* **Text for analysis**:

As we take our hard-earned savings and choose investments, how often should we check on them? How often should we make changes? Even the most successful stocks endure significant periods of decline along their journey — moments that cause investors to question their thesis and consider selling. So how do we avoid selling during difficult times? And perhaps even more importantly, how do we avoid selling during the good times?
There’s an old story I heard recently of a person who bought stock certificates and placed them in a coffee can. Every time a new stock was purchased it would be deposited into the coffee can, which was then promptly tucked away, out of sight out of mind. Simply put, a coffee can investor is someone who buys and never sells, the ultimate “buy and hold.”
And what happens to a bundle of stocks that have gone undisturbed in a coffee can for 50 years? For this investor, some were cut in half, others doubled, but the investor also found that some of the certificates went up by 50X or even 100X. The value of the coffee can’s holdings was significant.
The key takeaway is that many of the best-performing stocks in history experienced extreme drawdowns along the way, often down -50%, -70%, or even -90%, possibly multiple times. At the same time, being up 5X, might prompt an investor to sell and miss out on the extraordinary upside that is still to come.

* **Exercises to complete**:
(a) Quote each question posed in the opening paragraph of the passage on coffee can investing.
(b) Resume the passage on coffee can investing, beginning immediately after its final sentence.
The records have no connection to the passage on coffee can investing.

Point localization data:

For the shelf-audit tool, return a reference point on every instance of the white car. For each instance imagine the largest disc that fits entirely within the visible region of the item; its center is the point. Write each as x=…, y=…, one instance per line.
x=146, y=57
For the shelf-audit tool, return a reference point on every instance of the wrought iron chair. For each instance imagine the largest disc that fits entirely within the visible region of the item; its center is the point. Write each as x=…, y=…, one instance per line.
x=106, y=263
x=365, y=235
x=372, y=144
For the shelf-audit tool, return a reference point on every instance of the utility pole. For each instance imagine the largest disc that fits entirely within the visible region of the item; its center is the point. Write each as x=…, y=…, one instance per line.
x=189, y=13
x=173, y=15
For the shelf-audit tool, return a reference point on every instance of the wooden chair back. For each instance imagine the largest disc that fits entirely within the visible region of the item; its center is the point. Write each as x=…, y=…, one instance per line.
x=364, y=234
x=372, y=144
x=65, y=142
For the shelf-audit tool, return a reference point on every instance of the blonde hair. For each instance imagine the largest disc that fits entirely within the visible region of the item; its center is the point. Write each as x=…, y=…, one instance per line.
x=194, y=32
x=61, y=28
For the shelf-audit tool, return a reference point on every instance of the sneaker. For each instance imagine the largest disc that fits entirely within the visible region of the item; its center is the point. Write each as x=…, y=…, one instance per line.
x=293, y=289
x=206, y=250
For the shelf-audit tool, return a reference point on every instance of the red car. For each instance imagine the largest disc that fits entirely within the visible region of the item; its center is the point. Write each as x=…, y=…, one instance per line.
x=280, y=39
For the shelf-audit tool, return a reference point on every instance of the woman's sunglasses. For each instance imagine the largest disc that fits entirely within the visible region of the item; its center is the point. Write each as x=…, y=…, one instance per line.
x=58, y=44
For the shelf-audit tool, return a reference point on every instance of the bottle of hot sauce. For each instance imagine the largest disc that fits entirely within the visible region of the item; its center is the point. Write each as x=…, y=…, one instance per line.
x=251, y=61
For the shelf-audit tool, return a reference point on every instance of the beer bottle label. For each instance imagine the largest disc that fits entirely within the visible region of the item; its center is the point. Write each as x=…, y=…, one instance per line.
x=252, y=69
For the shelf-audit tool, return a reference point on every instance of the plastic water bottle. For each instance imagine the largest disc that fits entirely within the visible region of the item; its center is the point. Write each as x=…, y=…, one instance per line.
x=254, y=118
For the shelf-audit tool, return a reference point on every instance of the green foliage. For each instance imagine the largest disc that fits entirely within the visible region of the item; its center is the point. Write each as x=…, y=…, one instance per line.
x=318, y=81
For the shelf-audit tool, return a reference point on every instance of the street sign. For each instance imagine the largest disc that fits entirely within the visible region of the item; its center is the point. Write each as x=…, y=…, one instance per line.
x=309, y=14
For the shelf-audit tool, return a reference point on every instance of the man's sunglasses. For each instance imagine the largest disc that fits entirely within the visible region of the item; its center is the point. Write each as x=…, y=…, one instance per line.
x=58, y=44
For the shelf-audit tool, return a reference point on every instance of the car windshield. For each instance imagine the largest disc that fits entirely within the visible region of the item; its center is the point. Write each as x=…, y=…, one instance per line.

* **Task answers**:
(a)
- "As we take our hard-earned savings and choose investments, how often should we check on them?"
- "How often should we make changes?"
- "So how do we avoid selling during difficult times?"
- "And perhaps even more importantly, how do we avoid selling during the good times?"

(b)
There are certainly times when selling proves wise — Cisco in 2000 is one of the clearest examples that comes to mind. Investors who sold near the peak did very well, while more than 25 years later, the non-sellers are still waiting to reach those highs again. But the beauty of the “coffee can” strategy is that it doesn’t require you to perfectly identify those moments. Over time, the biggest winners naturally grow into a larger percentage of the portfolio, while weaker holdings shrink into relative insignificance. The exceptional performers end up overwhelming the mediocre and failed investments. JL Collins refers to this as “self-cleansing,” the winners increasingly carry the results while the losers matter less and less.
Tweaks and maintenance are important, but they should be viewed through a long-term lens of 5–10+ years. Companies are constantly reinventing themselves to stay relevant in a rapidly changing world. If the market is down 10–15%, the average intra-year decline in any given year, does that alone justify selling? Conversely, does the market reaching an all-time high justify doing so? The coffee can investor remains steady through both scenarios, understanding that short-term fluctuations to the downside and upside are normal and frequent. Historically, patient, long-term investing has at times been associated with positive outcomes.
Source: Neeraj Khemlani. The Coffee Can Investor.
Past performance is not indicative of future results, and investment outcomes will vary.